Task instructions: Rewrite the proton therapy abstract from "WE-C930-IePD-F7-1 (Wednesday, 7/13/2022)" to "and depth selection.", swapping "promising" for "useful".

Text for analysis:
- - -

Sensitivity Analysis of Biological Washout and Depth Selection for a Machine Learning-Based Dose Verification Framework in Proton Therapy

S Yu1*, Y Liu1, H PENG1,2, M jia4, (1) Wuhan University, Wuhan, China, 430072 (2) ProtonSmart Ltd, Wuhan, China, 430072 (3) Tianjin University, ,Tianjin, China, 300072


WE-C930-IePD-F7-1 (Wednesday, 7/13/2022) 9:30 AM - 10:00 AM [Eastern Time (GMT-4)]

Exhibit Hall | Forum 7

Purpose: Dose verification based on proton-induced positron emitters is a promising quality assurance tool. To move a step closer towards practical application, the sensitivity analysis of two factors was investigated: biological washout and depth selection.

Methods: The training dataset was generated based upon a CT image-based phantom and multiple beam energies/pathways, using Monte-Carlo simulation. For the study of biological washout, an analytical model was applied to modify the change of activity profiles over 5 minutes, including both physical decay and biological washout. For the study of depth selection (a challenge linked to multiple-field irradiation), truncations were applied at different lengths (100, 125, 150 mm) to the raw activity profiles. The performances of a worst-case scenario were examined, combining both factors (depth selection: 125 mm, biological washout: 5 mins). The accuracy was evaluated in terms of ∆_range, mean absolute error (MAE) and mean relative errors (MRE over peak region, MRE95).

- - -

Records provided:
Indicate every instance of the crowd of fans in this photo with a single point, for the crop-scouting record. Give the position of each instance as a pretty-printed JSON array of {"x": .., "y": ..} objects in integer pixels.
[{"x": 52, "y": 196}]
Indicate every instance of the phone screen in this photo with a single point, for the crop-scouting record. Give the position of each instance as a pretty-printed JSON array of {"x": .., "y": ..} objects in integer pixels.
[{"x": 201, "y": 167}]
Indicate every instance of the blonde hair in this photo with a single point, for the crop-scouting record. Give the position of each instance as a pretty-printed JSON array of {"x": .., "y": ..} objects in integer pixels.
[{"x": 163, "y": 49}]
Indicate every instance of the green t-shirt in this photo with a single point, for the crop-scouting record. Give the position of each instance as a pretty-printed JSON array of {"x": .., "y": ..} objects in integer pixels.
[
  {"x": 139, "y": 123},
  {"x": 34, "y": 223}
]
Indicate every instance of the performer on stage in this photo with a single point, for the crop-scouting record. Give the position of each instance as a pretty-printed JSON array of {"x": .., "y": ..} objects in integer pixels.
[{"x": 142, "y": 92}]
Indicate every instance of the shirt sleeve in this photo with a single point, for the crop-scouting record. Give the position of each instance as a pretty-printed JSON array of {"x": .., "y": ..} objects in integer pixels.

- - -

Problem solution:
WE-C930-IePD-F7-1 (Wednesday, 7/13/2022) 9:30 AM - 10:00 AM [Eastern Time (GMT-4)]

Exhibit Hall | Forum 7

Purpose: Dose verification based on proton-induced positron emitters is a useful quality assurance tool. To move a step closer towards practical application, the sensitivity analysis of two factors was investigated: biological washout and depth selection.